Fin novembre 2021, Nabila Massrali, porte-parole de Josep Borrell, le chef de la diplomatie de l’Union européenne, exprimait la préoccupation de l’UE au sujet de «la présence du groupe Wagner dans 23 pays africains et les liens très étroits de cette société avec la Russie».
Une affirmation difficile à confirmer. Mais si Wagner est au devant de la scène, d’autres SMP dans le monde existent. Il reste cependant difficile de connaître le nombre réel de ces entités, certaines exerçant dans l’ombre, d’autres ayant été dissoutes.
Jade Andrzejewski est co-rédactrice du dossier sur les SMP et membre de la direction de l’OERI, l’Observatoire des étudiants des relations internationales. Elle note qu’«il n’y a pas de cartographies des sociétés militaires privées, déjà parce qu’elles ont des activités très différentes, il y a un spectre large de l’engagement des sociétés militaires privées. Et également parce que c’est un secteur qui est en expansion à partir des années 1990 avec une multiplication des entités et qu’il n’y a pas de registres de référence de toutes ces sociétés bien qu’il y ait des think tanks et des ONG qui s’affairent à les identifier».
Une longue histoire de mercenariat
Bien que la présence de ces firmes dans la plupart des zones de conflit soit actuellement sous les feux des projecteurs, leur apparition n’est pas récente.
Mais les sociétés militaires privées (SMP – Private Military Companies (PMC) en anglais), ce n’est pas, ou plus seulement, le mercenariat. Selon le chercheur Željko Branović, le terme de privatisation tel que défini dans le secteur de la sécurité renvoie à l’idée d’«un acteur privé qui fournit de la sécurité ou agit d’une manière habituellement propre à l’État».
Les SMP, connus également sous les noms d’ESSD (Entreprises de services de sécurité et de défense), d’EMSP (Entreprises militaires et de sécurité privée) et définies comme «des entreprises commerciales axées sur les bénéfices qui fournissent des services militaires et de sécurité» sont parfaitement en mesure d’endosser ce rôle et donc susceptibles de remplir des fonctions régaliennes.
Nous sommes donc loin de l’image de ce soldat étranger qui débarque dans un pays en plein conflit et qui se charge des basses œuvres, moyennant rémunération.
Les contrats passés entre SMP et acteurs gouvernementaux n’ont été mis en lumière qu’après les attentats du 11 septembre 2001, mais ces groupes privés, parfois qualifiés d’entreprises de «néo-mercenariat», sont apparus après la Deuxième Guerre mondiale dans le monde anglo-saxon. Durant la Guerre froide (1947-1989), il s’agissait de sociétés écrans créées pour le compte de services de renseignement à l’exemple la compagnie Air America utilisée par la CIA dans le cadre de ses opérations clandestines, notamment au Laos.
------------------------------------
▸ **CONSIGNE 1**
Dans l’article sur les sociétés militaires privées, reprenez le passage qui s’ouvre sur « Une affirmation difficile » et s’achève sur « ayant été dissoutes. ». Remplacez-y « dissoutes » par « liquidées ».
------------------------------------
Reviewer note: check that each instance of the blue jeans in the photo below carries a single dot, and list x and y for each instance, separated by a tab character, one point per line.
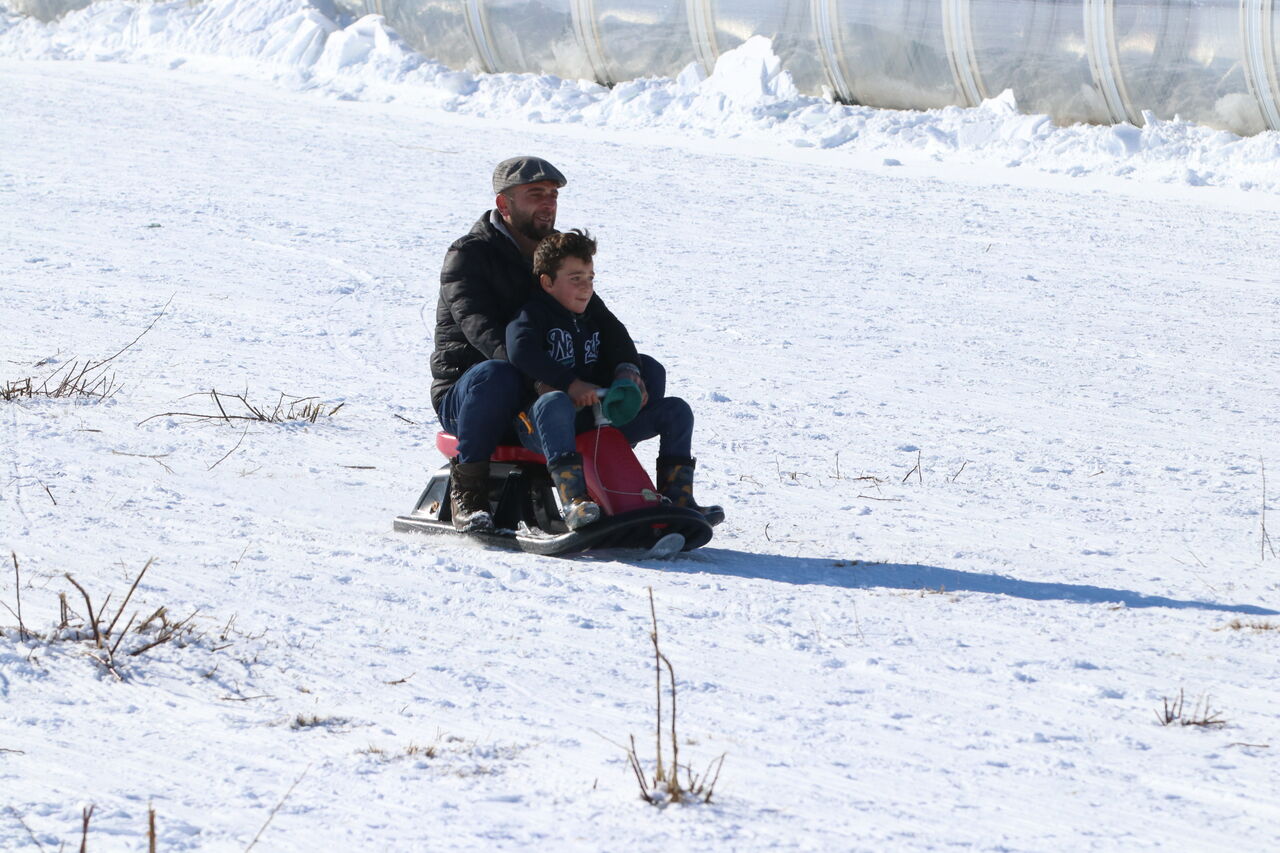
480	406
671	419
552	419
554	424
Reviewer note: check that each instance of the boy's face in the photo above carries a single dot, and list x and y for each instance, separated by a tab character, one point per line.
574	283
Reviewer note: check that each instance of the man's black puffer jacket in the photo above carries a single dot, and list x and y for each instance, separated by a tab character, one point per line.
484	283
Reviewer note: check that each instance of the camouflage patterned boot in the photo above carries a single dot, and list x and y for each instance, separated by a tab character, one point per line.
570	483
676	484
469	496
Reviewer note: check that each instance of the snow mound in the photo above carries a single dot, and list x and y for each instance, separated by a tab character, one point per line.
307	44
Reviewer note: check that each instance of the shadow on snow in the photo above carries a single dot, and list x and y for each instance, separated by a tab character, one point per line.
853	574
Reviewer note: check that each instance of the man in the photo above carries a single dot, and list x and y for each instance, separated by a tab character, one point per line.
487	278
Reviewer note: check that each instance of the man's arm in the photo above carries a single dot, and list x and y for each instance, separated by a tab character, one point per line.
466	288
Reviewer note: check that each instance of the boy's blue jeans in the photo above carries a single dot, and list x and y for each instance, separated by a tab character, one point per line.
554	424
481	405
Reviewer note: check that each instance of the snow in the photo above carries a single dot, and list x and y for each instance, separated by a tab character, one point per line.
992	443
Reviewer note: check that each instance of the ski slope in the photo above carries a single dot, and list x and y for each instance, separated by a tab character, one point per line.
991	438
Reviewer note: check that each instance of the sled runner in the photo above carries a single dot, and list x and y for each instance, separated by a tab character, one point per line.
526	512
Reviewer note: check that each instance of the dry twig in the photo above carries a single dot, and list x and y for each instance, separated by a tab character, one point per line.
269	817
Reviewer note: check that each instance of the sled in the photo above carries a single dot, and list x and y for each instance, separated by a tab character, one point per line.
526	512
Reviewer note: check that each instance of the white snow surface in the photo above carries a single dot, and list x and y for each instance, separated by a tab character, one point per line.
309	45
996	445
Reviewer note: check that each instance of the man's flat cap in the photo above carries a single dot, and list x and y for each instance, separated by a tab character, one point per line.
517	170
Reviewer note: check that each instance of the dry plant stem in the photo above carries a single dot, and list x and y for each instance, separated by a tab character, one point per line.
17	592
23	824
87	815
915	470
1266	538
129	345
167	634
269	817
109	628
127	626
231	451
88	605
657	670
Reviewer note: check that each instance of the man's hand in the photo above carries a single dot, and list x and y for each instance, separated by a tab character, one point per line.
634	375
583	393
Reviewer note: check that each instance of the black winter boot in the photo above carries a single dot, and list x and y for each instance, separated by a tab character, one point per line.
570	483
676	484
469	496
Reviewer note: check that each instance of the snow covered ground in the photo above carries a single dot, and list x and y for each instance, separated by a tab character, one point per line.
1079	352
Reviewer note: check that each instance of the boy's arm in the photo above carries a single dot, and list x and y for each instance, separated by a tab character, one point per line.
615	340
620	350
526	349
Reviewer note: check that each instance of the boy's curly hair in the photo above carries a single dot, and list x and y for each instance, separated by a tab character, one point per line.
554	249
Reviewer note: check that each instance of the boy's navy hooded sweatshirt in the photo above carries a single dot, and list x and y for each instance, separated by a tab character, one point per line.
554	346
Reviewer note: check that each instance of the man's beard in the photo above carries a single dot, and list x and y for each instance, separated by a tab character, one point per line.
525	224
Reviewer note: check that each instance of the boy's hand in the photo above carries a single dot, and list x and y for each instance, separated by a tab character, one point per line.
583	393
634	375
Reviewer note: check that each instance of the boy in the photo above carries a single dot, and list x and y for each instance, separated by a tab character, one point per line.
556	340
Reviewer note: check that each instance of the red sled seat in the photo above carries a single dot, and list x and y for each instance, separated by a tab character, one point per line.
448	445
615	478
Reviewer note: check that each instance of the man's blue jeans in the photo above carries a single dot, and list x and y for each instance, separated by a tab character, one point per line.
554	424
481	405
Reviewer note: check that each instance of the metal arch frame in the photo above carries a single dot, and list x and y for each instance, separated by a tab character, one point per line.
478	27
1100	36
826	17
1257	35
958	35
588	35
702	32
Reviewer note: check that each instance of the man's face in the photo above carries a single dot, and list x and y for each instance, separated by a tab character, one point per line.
------------------------------------
▸ **CONSIGNE 2**
Repérez dans la liste chaque ligne où figure la chaîne « sled », en respectant la casse, et recopiez-la.

▸ **RÉSULTAT FINAL 1**
Une affirmation difficile à confirmer. Mais si Wagner est au devant de la scène, d’autres SMP dans le monde existent. Il reste cependant difficile de connaître le nombre réel de ces entités, certaines exerçant dans l’ombre, d’autres ayant été liquidées.

▸ **RÉSULTAT FINAL 2**
Reviewer note: check that each instance of the sled runner in the photo above carries a single dot, and list x and y for each instance, separated by a tab character, one point per line.
Reviewer note: check that each instance of the sled in the photo above carries a single dot, and list x and y for each instance, separated by a tab character, one point per line.
Reviewer note: check that each instance of the red sled seat in the photo above carries a single dot, and list x and y for each instance, separated by a tab character, one point per line.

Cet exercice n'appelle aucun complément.